-- BEGIN --

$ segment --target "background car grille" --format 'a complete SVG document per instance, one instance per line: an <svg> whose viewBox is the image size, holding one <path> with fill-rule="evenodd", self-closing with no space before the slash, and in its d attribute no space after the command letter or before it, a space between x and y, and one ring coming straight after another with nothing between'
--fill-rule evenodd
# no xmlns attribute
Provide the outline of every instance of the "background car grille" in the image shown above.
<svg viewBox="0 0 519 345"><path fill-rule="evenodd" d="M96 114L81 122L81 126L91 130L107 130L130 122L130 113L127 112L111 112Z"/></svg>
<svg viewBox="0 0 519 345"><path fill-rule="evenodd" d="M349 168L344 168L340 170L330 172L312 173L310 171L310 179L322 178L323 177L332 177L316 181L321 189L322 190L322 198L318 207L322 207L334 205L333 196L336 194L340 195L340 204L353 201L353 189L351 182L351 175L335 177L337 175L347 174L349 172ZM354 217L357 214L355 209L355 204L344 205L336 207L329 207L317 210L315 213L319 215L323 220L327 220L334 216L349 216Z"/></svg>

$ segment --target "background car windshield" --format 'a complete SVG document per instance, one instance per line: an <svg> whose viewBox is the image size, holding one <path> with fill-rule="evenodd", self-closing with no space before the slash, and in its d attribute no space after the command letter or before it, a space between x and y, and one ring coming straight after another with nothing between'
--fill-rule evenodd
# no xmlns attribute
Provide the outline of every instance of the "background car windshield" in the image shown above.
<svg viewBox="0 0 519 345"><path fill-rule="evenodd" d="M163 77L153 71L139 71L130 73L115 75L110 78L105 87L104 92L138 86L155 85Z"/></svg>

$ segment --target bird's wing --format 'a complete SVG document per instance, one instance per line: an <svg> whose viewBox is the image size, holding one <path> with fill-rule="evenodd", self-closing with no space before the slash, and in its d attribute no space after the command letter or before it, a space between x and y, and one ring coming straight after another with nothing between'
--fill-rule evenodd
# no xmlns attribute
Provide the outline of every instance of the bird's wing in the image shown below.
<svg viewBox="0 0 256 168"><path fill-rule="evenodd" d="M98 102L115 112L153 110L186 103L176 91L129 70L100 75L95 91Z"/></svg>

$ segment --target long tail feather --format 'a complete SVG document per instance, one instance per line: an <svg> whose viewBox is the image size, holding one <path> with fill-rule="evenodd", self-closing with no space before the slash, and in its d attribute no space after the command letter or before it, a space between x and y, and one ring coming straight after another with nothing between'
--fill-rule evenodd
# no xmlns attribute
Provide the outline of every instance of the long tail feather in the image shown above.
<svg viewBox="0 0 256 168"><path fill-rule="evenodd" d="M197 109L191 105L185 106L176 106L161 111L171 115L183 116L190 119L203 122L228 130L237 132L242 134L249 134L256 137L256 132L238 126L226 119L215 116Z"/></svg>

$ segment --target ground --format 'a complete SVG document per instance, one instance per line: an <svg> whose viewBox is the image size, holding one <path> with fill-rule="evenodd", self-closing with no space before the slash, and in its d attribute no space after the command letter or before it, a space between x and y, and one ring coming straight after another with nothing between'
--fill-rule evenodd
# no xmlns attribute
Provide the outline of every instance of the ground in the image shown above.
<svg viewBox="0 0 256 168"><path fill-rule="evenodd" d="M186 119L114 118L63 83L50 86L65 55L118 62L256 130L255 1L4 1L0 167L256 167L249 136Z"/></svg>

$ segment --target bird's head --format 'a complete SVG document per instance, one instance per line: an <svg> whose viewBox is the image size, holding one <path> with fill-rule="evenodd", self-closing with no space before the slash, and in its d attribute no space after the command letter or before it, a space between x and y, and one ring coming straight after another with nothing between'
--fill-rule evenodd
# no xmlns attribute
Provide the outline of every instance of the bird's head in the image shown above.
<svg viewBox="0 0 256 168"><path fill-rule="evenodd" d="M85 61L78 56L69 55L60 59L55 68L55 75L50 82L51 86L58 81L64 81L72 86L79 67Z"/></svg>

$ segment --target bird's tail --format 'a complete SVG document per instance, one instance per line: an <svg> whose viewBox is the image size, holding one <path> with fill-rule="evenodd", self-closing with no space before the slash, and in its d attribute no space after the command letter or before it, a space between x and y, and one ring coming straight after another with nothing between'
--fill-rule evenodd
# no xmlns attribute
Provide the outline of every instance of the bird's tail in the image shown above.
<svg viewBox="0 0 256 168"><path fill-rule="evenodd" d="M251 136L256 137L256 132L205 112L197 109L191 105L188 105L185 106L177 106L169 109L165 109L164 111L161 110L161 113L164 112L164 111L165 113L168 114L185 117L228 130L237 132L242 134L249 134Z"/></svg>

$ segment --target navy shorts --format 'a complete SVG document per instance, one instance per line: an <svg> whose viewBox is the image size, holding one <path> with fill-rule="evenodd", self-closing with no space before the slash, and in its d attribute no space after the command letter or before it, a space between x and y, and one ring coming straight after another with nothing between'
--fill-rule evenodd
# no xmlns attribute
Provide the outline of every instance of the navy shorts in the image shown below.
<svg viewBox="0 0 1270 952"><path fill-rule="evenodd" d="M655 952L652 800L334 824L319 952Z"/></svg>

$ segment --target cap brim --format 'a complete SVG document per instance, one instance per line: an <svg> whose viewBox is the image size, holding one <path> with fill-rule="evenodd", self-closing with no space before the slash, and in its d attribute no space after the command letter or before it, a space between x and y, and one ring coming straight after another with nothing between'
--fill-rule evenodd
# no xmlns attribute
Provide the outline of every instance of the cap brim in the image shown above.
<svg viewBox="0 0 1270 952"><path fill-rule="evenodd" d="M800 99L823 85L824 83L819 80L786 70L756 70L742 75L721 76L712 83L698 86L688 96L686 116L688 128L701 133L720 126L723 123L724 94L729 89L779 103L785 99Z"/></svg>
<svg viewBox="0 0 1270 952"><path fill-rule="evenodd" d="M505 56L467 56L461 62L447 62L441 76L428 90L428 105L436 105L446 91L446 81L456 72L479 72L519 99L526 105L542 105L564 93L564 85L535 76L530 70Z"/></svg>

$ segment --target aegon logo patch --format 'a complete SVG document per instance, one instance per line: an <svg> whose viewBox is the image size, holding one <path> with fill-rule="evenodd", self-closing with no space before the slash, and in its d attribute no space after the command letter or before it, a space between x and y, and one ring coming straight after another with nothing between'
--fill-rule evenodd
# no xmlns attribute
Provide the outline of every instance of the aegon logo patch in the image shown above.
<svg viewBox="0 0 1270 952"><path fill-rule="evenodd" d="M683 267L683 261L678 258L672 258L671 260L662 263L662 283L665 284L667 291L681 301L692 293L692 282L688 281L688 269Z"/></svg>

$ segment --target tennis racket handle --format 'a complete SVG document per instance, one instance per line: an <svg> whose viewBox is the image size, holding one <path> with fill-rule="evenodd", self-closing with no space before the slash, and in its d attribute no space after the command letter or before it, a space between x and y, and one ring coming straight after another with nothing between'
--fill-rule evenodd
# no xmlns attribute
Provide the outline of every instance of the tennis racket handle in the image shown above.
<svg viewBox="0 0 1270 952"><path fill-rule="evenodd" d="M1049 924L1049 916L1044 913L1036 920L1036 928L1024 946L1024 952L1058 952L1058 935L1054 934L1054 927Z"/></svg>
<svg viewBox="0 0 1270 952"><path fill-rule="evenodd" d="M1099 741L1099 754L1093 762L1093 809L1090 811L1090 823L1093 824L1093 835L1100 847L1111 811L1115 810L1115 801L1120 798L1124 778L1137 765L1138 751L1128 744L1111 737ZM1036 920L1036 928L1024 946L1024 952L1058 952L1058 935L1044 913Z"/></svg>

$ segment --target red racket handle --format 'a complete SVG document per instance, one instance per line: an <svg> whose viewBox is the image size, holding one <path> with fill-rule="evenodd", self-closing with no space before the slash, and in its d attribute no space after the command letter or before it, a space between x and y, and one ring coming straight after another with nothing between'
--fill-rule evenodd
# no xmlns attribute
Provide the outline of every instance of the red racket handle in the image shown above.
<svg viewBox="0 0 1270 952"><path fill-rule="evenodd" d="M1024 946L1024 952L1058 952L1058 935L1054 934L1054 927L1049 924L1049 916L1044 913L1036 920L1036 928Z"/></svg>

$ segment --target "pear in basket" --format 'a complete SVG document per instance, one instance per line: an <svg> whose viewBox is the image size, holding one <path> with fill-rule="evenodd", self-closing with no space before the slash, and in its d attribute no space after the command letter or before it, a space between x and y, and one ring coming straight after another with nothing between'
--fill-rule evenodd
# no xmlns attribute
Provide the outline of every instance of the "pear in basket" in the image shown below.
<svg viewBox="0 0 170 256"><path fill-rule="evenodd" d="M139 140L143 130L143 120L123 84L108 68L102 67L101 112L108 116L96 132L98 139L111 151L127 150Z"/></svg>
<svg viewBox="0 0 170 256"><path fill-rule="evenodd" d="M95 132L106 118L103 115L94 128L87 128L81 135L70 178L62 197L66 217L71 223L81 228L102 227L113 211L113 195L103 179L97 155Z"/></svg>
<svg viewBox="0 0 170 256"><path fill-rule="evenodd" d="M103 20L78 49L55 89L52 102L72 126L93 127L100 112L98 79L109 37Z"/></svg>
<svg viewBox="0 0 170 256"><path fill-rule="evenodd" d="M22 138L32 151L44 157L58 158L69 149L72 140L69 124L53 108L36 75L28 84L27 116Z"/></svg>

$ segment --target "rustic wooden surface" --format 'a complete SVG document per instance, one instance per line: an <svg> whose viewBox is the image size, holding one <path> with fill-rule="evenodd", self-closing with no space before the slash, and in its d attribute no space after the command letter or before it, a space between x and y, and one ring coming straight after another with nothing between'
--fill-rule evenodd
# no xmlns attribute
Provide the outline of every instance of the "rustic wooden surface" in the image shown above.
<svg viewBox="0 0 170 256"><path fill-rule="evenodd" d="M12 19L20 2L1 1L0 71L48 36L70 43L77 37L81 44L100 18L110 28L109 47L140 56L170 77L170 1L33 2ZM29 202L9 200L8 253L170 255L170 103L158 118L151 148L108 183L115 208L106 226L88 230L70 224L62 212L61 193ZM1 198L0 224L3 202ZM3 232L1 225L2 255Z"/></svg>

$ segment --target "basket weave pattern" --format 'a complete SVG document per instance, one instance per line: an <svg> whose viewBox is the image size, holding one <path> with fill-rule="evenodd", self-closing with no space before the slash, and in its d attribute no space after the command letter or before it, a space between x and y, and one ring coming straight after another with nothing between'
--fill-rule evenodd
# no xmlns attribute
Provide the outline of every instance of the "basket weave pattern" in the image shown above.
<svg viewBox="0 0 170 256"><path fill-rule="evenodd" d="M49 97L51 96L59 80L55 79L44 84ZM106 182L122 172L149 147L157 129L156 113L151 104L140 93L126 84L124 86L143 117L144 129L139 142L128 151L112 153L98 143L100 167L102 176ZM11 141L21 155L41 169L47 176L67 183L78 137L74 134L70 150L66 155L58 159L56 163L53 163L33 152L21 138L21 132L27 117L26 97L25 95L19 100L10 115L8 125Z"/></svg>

-- END --

Reproduce verbatim the records starting with the line that contains "segment --target navy" and going on through the line that contains "952L652 800L334 824L319", both included.

> [Worked answer]
$ segment --target navy shorts --format 'a complete SVG document per instance, one instance per line: an <svg> whose viewBox is the image size, holding one <path> with fill-rule="evenodd", self-closing with no space before the slash, and in its d attribute no space after the command letter or before it, a space between x and y, and one ring coming straight after another with nothing between'
--fill-rule evenodd
# no xmlns attribute
Provide the outline of every instance of the navy shorts in the image shown below.
<svg viewBox="0 0 1270 952"><path fill-rule="evenodd" d="M655 952L652 800L334 824L319 952Z"/></svg>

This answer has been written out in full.